Note how many lines in the material have "person", and give only that figure.

[RECORDS SUPPLIED Boundary: Start]

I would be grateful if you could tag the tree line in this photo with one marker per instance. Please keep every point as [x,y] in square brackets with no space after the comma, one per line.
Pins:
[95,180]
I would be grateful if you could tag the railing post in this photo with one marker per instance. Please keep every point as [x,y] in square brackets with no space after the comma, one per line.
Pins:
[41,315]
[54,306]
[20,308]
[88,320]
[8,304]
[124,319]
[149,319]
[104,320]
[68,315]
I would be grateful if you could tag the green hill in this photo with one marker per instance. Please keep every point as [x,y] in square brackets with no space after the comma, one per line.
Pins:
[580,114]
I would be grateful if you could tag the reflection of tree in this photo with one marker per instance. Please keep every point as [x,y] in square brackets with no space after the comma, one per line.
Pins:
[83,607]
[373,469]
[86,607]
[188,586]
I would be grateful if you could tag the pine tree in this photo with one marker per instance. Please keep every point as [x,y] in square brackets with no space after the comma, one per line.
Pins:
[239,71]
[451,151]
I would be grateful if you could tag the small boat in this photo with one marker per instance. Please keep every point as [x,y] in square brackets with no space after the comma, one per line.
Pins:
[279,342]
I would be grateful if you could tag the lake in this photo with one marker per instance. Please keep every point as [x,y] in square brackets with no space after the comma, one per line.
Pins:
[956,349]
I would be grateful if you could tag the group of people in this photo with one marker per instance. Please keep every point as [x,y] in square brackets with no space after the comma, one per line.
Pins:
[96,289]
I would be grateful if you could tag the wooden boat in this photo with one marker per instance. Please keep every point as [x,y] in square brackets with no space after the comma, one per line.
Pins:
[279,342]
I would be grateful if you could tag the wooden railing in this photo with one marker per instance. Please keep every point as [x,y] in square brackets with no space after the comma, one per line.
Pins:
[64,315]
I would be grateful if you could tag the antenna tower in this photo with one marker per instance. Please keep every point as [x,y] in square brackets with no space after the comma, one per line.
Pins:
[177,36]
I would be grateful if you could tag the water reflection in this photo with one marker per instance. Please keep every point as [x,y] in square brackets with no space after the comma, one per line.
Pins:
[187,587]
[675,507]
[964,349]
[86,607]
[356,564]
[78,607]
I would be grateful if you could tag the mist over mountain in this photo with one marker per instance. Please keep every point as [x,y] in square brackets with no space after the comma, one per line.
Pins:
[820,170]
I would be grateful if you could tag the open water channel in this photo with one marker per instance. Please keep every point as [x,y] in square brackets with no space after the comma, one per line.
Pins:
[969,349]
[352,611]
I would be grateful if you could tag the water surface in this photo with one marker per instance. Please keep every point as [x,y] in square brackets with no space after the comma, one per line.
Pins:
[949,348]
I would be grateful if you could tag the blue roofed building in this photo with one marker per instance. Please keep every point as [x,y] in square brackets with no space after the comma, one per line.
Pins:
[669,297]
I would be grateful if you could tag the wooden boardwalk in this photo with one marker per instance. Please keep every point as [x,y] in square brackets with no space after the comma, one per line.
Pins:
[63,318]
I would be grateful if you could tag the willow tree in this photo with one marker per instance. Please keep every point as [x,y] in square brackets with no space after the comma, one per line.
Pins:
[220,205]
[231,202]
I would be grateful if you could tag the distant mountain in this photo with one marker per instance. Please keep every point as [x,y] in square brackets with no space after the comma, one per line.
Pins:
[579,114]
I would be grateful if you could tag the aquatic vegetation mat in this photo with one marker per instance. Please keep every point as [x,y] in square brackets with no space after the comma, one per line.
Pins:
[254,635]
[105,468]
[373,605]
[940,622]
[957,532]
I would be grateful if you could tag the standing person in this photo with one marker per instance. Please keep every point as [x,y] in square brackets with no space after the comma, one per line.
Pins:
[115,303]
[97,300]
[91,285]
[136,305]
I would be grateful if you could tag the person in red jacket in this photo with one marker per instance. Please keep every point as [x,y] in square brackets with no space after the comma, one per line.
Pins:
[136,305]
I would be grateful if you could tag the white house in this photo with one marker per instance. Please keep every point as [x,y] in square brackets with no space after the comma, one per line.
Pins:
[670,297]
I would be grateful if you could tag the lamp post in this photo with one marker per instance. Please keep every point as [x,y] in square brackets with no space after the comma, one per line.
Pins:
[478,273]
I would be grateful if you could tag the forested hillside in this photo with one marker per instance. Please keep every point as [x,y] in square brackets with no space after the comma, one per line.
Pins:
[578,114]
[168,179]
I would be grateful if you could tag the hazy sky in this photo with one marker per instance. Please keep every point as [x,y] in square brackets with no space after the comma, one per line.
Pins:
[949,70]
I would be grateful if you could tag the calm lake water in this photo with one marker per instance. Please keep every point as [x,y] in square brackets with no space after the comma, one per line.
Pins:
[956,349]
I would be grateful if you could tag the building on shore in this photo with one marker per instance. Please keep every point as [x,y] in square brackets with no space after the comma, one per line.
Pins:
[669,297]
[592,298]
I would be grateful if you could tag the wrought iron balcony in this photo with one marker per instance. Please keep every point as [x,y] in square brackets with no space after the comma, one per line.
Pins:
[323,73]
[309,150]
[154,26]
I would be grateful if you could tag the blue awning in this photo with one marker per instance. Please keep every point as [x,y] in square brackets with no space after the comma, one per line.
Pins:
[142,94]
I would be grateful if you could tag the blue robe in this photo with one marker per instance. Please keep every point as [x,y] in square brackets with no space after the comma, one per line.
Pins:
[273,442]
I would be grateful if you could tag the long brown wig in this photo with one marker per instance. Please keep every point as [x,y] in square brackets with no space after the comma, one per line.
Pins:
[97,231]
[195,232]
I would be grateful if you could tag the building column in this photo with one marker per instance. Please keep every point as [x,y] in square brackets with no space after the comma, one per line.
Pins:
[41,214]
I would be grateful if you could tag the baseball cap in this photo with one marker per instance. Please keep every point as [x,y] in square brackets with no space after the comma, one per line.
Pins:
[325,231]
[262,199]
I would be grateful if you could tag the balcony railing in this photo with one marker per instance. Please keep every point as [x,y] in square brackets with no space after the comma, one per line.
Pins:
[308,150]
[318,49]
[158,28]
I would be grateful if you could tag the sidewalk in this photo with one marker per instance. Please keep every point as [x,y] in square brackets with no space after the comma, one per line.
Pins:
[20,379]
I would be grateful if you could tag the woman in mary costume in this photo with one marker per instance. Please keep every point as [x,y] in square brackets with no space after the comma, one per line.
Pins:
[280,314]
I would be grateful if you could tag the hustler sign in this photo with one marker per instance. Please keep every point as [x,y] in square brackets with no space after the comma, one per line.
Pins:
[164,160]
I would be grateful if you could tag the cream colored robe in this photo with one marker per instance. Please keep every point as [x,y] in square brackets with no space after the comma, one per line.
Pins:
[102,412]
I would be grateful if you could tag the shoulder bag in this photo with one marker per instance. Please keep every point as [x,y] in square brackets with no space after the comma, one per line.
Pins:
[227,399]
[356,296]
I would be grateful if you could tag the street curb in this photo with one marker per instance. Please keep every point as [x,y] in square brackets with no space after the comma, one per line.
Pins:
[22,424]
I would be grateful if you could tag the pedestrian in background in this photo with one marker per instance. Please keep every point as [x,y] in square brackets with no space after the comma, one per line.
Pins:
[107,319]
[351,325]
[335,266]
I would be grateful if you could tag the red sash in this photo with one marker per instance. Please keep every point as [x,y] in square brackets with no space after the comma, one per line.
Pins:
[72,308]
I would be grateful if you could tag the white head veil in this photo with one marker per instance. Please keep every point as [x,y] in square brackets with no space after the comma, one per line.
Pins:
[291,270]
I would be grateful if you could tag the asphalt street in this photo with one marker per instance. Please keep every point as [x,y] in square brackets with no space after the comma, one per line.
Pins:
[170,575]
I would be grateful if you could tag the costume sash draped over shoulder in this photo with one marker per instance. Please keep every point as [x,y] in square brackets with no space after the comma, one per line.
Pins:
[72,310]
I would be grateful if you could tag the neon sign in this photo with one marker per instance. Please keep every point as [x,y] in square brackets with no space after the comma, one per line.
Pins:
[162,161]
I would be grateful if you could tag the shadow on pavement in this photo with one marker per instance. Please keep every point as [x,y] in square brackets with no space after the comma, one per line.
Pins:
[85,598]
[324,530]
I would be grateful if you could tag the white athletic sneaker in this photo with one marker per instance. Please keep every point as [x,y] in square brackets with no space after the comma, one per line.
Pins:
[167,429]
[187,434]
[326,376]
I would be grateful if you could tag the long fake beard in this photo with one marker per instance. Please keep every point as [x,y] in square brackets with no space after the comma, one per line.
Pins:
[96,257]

[RECORDS SUPPLIED Boundary: End]

**RESPONSE AREA:** 2